Call Center Management Featured Article
Time Constraints Create Tension at Veterans' Call Center
Veterans are getting the shaft once again according to call center workers in Topeka, KS. A group of around a dozen call center employees staged a protest earlier this month outside the Topeka call center campus for Colmery-O’Neil VA Medical Center. The workers claim that call center managers have placed time limits on the calls they receive, cutting short veterans who call the center in need of assistance.
The time limits have been an ongoing issue for the approximately 400 call center workers, who are employed through the Veterans Health Administration Member Services. But the impact on veterans in need recently came to a head after workers received a letter threatening them with termination if they allow calls to exceed the prescribed time limit of five minutes and 57 seconds.
Veterans dial the call center through a hotline number serving the Medical Center, seeking assistance with a variety of issues including billing, prescription refills, eligibility and enrollments. Call center employees maintain that many veterans need additional information and time to get their issues properly addressed, and also pointed out that retrieving baseline information from the call center’s computer system can take up to two minutes.
This isn’t the first time call center management practices for veterans have come under fire. An investigation by the Veterans Health Administration’s inspector general a few years ago revealed that a portion of calls to the Veterans Crisis Line (VCL) were being routed to backup crisis centers and in some cases were answered by voicemail. The VCL is a suicide prevention hotline and obviously response times and call quality assurance can be a matter of life or death. After a rash of bad press following the investigation, the VA responded by opening a third VCL call center, interestingly, in Topeka, to better handle call volumes.

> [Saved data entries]
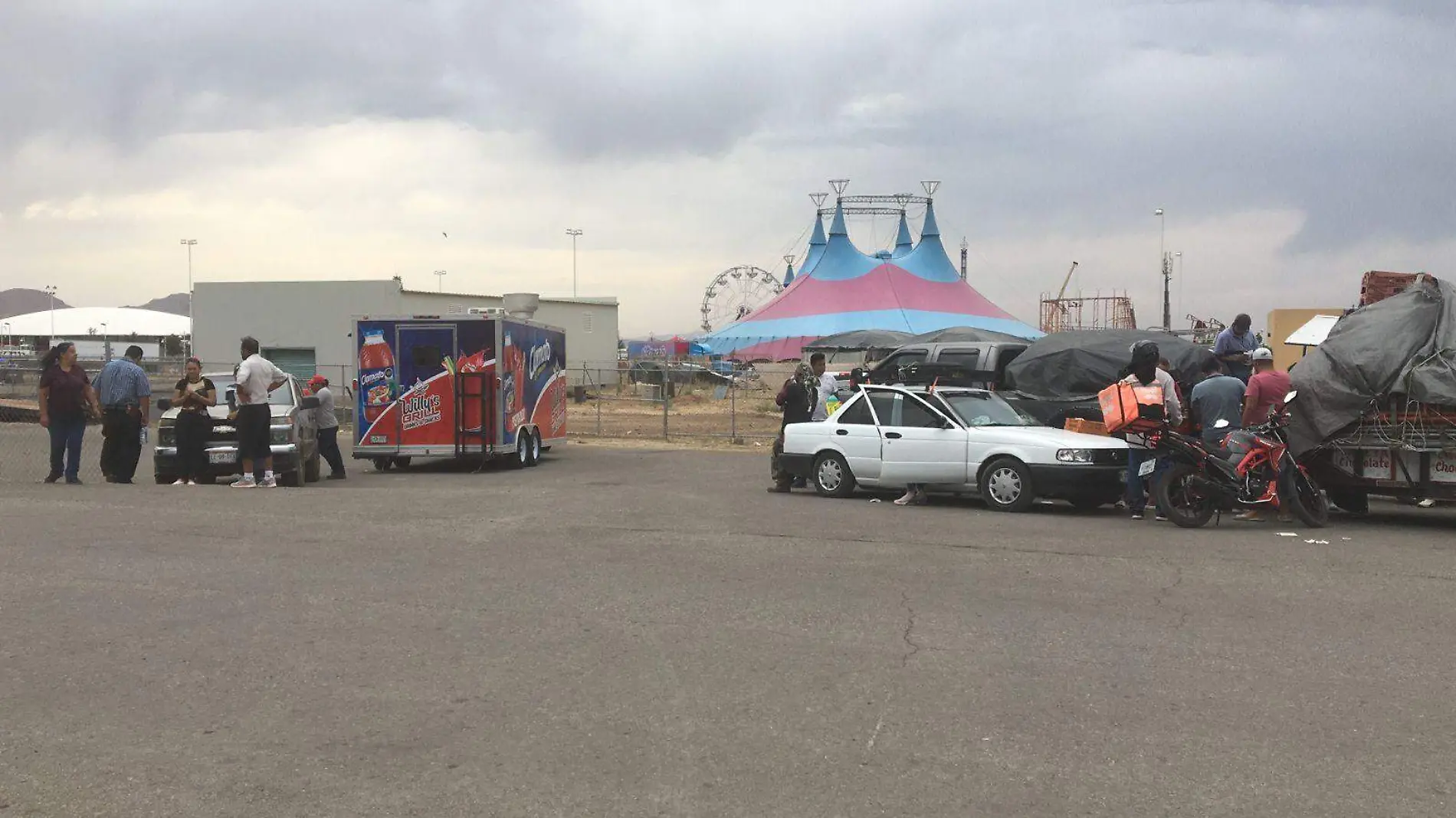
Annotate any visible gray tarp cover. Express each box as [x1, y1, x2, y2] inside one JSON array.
[[1006, 329, 1213, 399], [1289, 273, 1456, 454]]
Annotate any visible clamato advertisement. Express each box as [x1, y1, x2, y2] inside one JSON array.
[[354, 316, 566, 467]]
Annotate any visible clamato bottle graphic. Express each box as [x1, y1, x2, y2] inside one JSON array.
[[359, 330, 395, 424], [501, 333, 526, 432]]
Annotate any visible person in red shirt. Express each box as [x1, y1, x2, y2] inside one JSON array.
[[1244, 346, 1289, 430]]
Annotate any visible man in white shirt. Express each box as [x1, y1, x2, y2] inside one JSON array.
[[809, 352, 838, 420], [233, 336, 288, 489]]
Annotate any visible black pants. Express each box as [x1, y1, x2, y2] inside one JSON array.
[[319, 427, 343, 475], [178, 412, 212, 480], [100, 407, 141, 483]]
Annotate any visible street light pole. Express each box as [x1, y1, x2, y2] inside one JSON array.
[[182, 239, 197, 358], [566, 227, 581, 299], [45, 284, 55, 339]]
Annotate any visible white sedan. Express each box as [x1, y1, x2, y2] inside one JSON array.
[[782, 386, 1127, 511]]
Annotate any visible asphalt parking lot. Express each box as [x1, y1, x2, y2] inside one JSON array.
[[0, 444, 1456, 818]]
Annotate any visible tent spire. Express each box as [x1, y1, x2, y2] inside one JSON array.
[[894, 210, 914, 256], [920, 199, 940, 240], [828, 198, 849, 236]]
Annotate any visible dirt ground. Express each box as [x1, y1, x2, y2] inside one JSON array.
[[566, 390, 782, 441]]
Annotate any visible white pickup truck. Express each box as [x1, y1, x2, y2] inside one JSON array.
[[782, 384, 1127, 511]]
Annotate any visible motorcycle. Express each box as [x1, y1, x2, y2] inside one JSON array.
[[1143, 391, 1330, 528]]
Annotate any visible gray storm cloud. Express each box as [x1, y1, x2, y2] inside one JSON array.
[[0, 0, 1456, 250]]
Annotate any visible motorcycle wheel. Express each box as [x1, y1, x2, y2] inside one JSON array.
[[1278, 461, 1330, 528], [1153, 463, 1218, 528]]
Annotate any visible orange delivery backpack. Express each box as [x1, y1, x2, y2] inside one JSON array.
[[1097, 381, 1168, 432]]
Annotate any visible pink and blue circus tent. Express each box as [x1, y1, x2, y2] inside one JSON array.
[[699, 201, 1041, 361]]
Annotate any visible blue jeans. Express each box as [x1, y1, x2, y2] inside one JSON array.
[[50, 417, 86, 480], [1127, 448, 1168, 514]]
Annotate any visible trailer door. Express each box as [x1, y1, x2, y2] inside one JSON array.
[[395, 325, 456, 388]]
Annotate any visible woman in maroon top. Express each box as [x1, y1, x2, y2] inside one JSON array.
[[41, 341, 100, 485]]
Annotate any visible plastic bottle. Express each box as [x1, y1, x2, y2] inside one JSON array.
[[359, 329, 396, 424]]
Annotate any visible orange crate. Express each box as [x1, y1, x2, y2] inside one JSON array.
[[1063, 417, 1108, 437]]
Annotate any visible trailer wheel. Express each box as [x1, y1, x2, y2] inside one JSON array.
[[527, 430, 542, 466]]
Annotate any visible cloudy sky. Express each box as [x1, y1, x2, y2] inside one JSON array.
[[0, 0, 1456, 335]]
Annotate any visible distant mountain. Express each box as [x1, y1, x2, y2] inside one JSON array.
[[133, 293, 186, 316], [0, 288, 71, 319]]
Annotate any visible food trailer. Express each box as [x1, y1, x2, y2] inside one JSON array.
[[354, 312, 566, 472]]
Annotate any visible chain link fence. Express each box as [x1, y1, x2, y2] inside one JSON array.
[[566, 361, 792, 444]]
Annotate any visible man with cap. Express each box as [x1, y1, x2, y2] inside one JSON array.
[[96, 345, 152, 483], [1244, 346, 1289, 430], [1213, 313, 1258, 383], [309, 375, 345, 480]]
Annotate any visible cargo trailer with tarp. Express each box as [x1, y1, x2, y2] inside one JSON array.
[[1290, 275, 1456, 511]]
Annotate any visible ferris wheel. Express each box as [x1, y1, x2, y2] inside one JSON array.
[[702, 265, 783, 332]]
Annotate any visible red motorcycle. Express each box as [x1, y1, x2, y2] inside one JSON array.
[[1144, 391, 1330, 528]]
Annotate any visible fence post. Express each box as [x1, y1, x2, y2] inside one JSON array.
[[728, 374, 738, 444]]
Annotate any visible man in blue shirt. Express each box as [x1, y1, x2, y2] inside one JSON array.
[[95, 345, 152, 483], [1213, 313, 1260, 383]]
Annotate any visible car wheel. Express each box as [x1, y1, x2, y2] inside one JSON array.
[[814, 451, 854, 498], [982, 457, 1037, 511], [527, 431, 542, 466]]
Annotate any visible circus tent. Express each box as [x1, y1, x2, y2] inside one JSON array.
[[699, 193, 1041, 361]]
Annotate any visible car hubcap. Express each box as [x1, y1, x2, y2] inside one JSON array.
[[987, 469, 1021, 505], [820, 460, 844, 492]]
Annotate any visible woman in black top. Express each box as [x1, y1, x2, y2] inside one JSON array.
[[41, 341, 100, 485], [172, 358, 217, 486]]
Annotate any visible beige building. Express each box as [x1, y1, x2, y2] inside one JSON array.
[[192, 280, 618, 383], [1264, 307, 1346, 370]]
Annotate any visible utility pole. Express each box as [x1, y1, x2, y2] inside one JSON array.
[[566, 227, 581, 299], [1163, 254, 1173, 332], [182, 239, 197, 358]]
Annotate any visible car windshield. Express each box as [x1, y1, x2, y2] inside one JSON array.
[[207, 372, 293, 406], [936, 391, 1040, 427]]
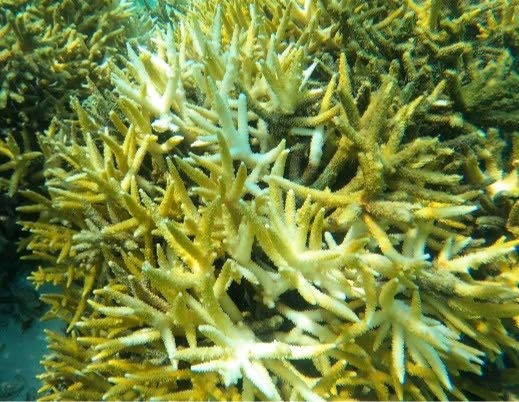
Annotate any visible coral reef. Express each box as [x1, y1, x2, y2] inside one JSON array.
[[0, 0, 519, 400], [0, 0, 151, 197]]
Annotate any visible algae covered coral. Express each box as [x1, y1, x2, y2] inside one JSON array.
[[3, 0, 519, 400]]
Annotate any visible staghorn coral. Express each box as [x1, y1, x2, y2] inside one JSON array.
[[0, 0, 519, 400], [0, 0, 153, 197]]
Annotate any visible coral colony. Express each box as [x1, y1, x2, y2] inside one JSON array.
[[0, 0, 519, 400]]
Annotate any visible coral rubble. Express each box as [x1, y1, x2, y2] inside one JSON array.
[[0, 0, 519, 400]]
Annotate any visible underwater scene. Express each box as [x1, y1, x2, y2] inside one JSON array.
[[0, 0, 519, 401]]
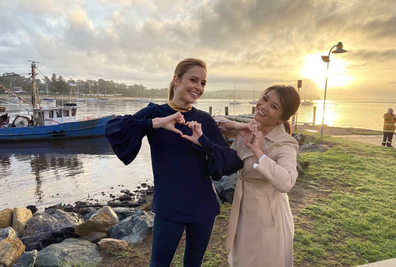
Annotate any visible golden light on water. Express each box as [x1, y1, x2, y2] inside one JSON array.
[[301, 54, 353, 89]]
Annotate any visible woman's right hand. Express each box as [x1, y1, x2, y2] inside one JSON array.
[[152, 112, 185, 136], [234, 123, 258, 145]]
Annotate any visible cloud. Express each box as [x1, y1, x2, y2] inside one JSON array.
[[0, 0, 396, 100]]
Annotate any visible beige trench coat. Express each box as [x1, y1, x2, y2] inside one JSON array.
[[226, 124, 298, 267]]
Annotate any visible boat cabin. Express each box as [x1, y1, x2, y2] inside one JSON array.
[[33, 103, 78, 126]]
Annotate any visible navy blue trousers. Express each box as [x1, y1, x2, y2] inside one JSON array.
[[150, 215, 215, 267]]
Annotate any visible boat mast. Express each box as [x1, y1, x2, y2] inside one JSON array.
[[28, 60, 40, 108]]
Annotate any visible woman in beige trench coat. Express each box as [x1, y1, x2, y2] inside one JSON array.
[[216, 86, 300, 267]]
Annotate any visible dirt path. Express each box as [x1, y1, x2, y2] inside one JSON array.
[[297, 125, 382, 145]]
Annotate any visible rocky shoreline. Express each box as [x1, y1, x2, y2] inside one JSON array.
[[0, 134, 326, 267]]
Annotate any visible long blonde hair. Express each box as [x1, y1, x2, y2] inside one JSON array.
[[168, 58, 208, 100]]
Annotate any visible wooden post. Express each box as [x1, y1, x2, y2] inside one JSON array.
[[312, 107, 316, 126]]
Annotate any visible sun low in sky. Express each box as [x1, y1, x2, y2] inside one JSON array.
[[0, 0, 396, 101], [301, 54, 353, 88]]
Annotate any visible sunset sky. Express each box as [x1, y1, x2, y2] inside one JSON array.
[[0, 0, 396, 101]]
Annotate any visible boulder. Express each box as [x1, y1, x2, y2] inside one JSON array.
[[98, 238, 128, 252], [80, 232, 107, 244], [21, 209, 82, 251], [74, 213, 112, 236], [0, 237, 25, 267], [12, 208, 33, 235], [113, 207, 135, 221], [12, 250, 37, 267], [0, 209, 12, 228], [107, 209, 154, 244], [34, 238, 102, 267], [0, 227, 17, 241], [97, 206, 119, 226]]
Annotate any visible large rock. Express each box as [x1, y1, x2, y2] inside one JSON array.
[[21, 209, 82, 251], [12, 250, 37, 267], [74, 213, 112, 236], [0, 209, 12, 228], [0, 237, 25, 267], [97, 206, 119, 226], [107, 209, 154, 244], [113, 207, 135, 221], [0, 227, 17, 241], [34, 238, 102, 267], [12, 208, 33, 235], [98, 238, 128, 253]]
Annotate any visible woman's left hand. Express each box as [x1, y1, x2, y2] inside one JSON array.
[[182, 121, 203, 146], [245, 130, 264, 158]]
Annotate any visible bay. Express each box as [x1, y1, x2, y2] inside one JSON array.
[[0, 99, 396, 210]]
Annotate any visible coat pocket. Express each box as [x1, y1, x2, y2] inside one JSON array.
[[259, 196, 275, 230]]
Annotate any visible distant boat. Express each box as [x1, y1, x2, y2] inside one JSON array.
[[301, 86, 313, 106], [301, 100, 313, 106], [0, 61, 114, 143], [230, 86, 241, 105], [249, 87, 257, 105]]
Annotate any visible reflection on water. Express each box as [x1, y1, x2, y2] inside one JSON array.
[[0, 99, 390, 210], [0, 137, 152, 210]]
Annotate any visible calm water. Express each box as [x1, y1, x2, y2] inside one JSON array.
[[0, 99, 396, 210]]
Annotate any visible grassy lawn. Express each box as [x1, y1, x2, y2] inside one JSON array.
[[291, 136, 396, 267], [99, 135, 396, 267]]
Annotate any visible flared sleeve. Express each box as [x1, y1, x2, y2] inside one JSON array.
[[196, 134, 243, 181], [105, 115, 152, 165]]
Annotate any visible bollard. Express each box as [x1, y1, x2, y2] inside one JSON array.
[[312, 107, 316, 126]]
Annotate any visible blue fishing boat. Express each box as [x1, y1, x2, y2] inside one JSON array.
[[0, 61, 115, 142]]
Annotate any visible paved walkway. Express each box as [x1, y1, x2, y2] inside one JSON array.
[[356, 259, 396, 267]]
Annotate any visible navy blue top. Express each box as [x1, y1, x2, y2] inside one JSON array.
[[106, 103, 243, 223]]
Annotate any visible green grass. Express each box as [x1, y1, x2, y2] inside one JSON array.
[[294, 136, 396, 266], [96, 134, 396, 267]]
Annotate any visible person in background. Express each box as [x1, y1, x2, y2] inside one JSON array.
[[106, 58, 243, 267], [381, 108, 396, 147], [215, 85, 300, 267]]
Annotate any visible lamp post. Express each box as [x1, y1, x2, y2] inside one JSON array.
[[320, 42, 347, 134]]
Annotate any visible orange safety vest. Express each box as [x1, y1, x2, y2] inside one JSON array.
[[384, 113, 396, 133]]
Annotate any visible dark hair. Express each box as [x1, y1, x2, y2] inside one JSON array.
[[261, 85, 301, 134], [168, 58, 208, 100]]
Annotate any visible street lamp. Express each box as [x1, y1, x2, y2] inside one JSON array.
[[320, 42, 347, 134]]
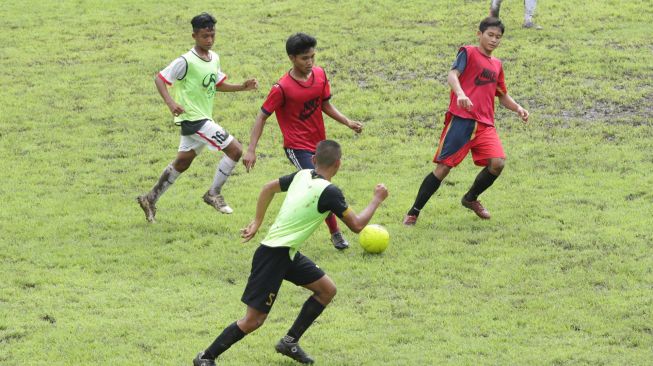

> [Task A] Return the passage of the call center article from "Veterans dial the" to "to two minutes.", copied word for word.
> [Task B]
Answer these questions using the call center article.
(i) About how many call center workers are employed through the Veterans Health Administration Member Services?
(ii) What time limit are calls not allowed to exceed?
(iii) How long can retrieving baseline information from the computer system take?
You won't need the entries for any of this.

> [Worked solution A]
Veterans dial the call center through a hotline number serving the Medical Center, seeking assistance with a variety of issues including billing, prescription refills, eligibility and enrollments. Call center employees maintain that many veterans need additional information and time to get their issues properly addressed, and also pointed out that retrieving baseline information from the call center’s computer system can take up to two minutes.

> [Worked solution B]
(i) Approximately 400.
(ii) Five minutes and 57 seconds.
(iii) Up to two minutes.